## EXERCISE BRIEF
Copy out all of the material exactly.

(Collection entries)
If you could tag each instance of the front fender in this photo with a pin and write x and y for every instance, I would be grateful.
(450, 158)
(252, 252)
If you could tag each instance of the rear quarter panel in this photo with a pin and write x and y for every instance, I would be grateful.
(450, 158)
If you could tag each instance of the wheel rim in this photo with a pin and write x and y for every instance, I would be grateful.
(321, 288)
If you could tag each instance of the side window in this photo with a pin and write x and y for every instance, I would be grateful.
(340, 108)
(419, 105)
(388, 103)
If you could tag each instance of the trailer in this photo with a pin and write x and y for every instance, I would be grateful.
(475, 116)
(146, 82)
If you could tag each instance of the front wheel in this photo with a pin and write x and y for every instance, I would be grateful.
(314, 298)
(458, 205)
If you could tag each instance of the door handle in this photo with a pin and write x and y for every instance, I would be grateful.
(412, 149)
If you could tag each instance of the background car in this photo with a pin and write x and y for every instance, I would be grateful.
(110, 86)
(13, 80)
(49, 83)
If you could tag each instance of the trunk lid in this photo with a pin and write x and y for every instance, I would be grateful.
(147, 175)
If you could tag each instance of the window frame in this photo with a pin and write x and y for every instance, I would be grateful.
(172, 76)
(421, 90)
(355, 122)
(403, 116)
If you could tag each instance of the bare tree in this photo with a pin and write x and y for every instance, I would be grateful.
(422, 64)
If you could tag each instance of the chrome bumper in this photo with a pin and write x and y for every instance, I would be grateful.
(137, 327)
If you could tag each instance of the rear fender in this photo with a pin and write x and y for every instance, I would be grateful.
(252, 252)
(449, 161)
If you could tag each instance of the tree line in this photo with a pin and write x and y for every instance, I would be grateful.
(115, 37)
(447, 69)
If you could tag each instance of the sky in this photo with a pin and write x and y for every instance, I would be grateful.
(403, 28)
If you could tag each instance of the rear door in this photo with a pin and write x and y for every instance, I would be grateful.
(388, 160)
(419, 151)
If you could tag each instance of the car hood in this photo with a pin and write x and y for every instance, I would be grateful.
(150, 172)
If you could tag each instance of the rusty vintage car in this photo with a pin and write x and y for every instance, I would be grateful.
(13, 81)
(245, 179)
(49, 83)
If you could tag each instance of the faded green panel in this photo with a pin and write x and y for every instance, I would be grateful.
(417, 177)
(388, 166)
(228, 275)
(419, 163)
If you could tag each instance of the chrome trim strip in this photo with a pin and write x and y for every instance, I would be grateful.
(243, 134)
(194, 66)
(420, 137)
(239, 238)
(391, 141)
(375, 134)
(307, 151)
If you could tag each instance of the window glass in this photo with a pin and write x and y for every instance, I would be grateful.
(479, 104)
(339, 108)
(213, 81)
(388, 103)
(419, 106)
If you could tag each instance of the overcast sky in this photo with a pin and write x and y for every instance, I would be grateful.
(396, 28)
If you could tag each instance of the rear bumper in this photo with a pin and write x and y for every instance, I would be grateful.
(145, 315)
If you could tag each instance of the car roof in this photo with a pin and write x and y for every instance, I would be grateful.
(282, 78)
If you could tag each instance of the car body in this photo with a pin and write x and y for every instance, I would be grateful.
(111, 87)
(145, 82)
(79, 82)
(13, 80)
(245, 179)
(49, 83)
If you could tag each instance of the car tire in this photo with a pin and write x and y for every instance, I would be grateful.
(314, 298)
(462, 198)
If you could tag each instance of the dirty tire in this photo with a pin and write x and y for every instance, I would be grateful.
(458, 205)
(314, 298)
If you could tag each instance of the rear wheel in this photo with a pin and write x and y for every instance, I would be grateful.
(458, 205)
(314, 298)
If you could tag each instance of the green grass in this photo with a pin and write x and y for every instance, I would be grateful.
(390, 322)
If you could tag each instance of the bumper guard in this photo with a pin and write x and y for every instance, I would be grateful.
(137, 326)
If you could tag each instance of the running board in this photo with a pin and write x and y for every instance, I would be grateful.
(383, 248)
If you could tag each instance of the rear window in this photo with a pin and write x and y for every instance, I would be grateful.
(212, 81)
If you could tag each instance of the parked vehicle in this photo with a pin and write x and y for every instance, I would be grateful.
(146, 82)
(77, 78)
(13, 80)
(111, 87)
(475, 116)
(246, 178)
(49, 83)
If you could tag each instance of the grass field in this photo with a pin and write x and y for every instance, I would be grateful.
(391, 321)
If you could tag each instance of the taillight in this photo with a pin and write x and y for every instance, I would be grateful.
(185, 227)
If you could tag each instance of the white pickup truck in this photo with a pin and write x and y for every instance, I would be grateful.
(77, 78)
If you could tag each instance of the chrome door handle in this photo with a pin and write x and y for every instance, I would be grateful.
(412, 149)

## SOLVED PROBLEM
If you could tag each instance of the front fender in this photo with a pin and write x and y for every instance, I would be grateful.
(450, 158)
(252, 252)
If you could tag each instance of the rear quarter panel in this photo with a pin and write x and y for every instance, I would be grateful.
(450, 158)
If you could tag each instance of the wheel rim in this photo with a pin and write x and y for every instance, I would be grateful.
(321, 288)
If you could tag each instance of the side window in this photo with a pin and write x and y for every instance, I would be grateful.
(340, 108)
(419, 105)
(388, 103)
If you could tag each instance of the trailer in this photo with a pin and write x and y for every instance, I would be grateful.
(475, 116)
(146, 82)
If you could tag each instance of the front wheel in this photo with a pin and write x and y for every instance, I would be grateful.
(314, 298)
(458, 205)
If you could tag each instance of the door handle in this photo with a pin and write x and y for every instance, I would be grateful.
(412, 149)
If you could tag each instance of the background car in this photo with a pin and write x and y for every instance, I would be grateful.
(110, 86)
(13, 80)
(49, 83)
If you could tag each instance of the trunk lid in this photo with a pin and write x and y for every instance, I would be grateful.
(147, 175)
If you could tag each instance of the window frame in this photo with a pin and write x and y for every instance, I would be grateful.
(172, 76)
(421, 90)
(355, 122)
(403, 116)
If you could tag each instance of the bare tree in this photo with a pin and write x and y for every instance, I would be grateful.
(422, 64)
If you could tag each instance of the chrome bumper in this photo with a pin and write x and y for every instance, I would be grateful.
(137, 327)
If you could tag each instance of the rear fender in this photo with a pin and write x and y for every instance, I would be grateful.
(252, 252)
(449, 161)
If you could tag each instance of the tree line in this photo with a pin and write x and y for every instance, I would be grateful.
(115, 37)
(447, 69)
If you could tag each instance of the sky in this photo with a pin and write x and y for every instance, I would be grateful.
(403, 28)
If you could tag each instance of the rear door in this photo with a pin and write x and y for every instance, I would be grateful.
(388, 160)
(419, 151)
If you could tag each instance of the car hood in this photo with a pin and write x and y for every instance, I would be grateful.
(150, 172)
If you could tag each instance of the rusty vintage car in this photo with a pin and write x and y for every instance, I would be grateful.
(13, 81)
(245, 179)
(49, 83)
If you could tag each instance of the faded green panel in this photo with a pin and write x and y for every instance, I would be grateful.
(417, 177)
(388, 166)
(228, 275)
(419, 163)
If you could tag each instance of the chrome trim strip in this photo with a pin and write x and y for every instance, I would be grateful.
(243, 134)
(194, 66)
(420, 137)
(239, 238)
(391, 141)
(375, 134)
(307, 151)
If you could tag each instance of the window glass in this photo with a pin and write x and y for every instance, I would be grateful.
(479, 104)
(339, 108)
(213, 81)
(388, 103)
(419, 106)
If you could tag each instance of the overcast sky in this photo with a pin and write x and y for every instance, I would be grateful.
(396, 28)
If you could tag each instance of the rear bumper in this photo with a pin and write x and y for every instance, I would be grateful.
(145, 315)
If you could tag each instance of the car roof in this photo with a pin and write x and y for every instance, I would be grateful.
(282, 78)
If you could tag each instance of the car body in this photo with a pin and write x and y for every instance, I would be grateful.
(111, 87)
(145, 82)
(79, 82)
(13, 80)
(245, 179)
(49, 83)
If you could tag each instance of the car tire in this photo with a pin and write x and y for every instance, I would be grateful.
(314, 298)
(462, 198)
If you could tag each instance of the dirty tire in this photo with a pin and write x and y for every instance, I would be grateful.
(458, 205)
(314, 298)
If you could tag each instance of the rear wheel in this photo with a pin and write x and y for every instance, I would be grateful.
(458, 205)
(314, 298)
If you could tag each instance of the green grass in this photo with a pin and write x and y for every instance, I would be grateful.
(390, 322)
If you could tag each instance of the bumper guard in this photo with a pin and write x and y for every instance, I would be grateful.
(137, 326)
If you could tag each instance of the running board in this photo with a pin and write x and y for every instance, I would be grateful.
(383, 248)
If you could tag each instance of the rear window in this photo with a pin and write x and y for every instance, I would be grateful.
(212, 81)
If you could tag each instance of the parked vehicle in this photo with a pin and write x and y for every instance, I would be grateful.
(146, 82)
(77, 78)
(13, 80)
(111, 87)
(475, 116)
(246, 178)
(49, 83)
If you could tag each instance of the grass field in this photo with a pin and write x and y for every instance, I would be grateful.
(391, 321)
If you could tag each instance of the taillight in this photo with a pin and write x and y for every instance, I would be grateful.
(185, 227)
If you could tag each instance of the white pickup truck in this photo with a pin and write x and y for every instance, I would be grateful.
(77, 78)
If you could tag each instance of the chrome door handle in this photo with a pin and write x and y for every instance, I would be grateful.
(412, 149)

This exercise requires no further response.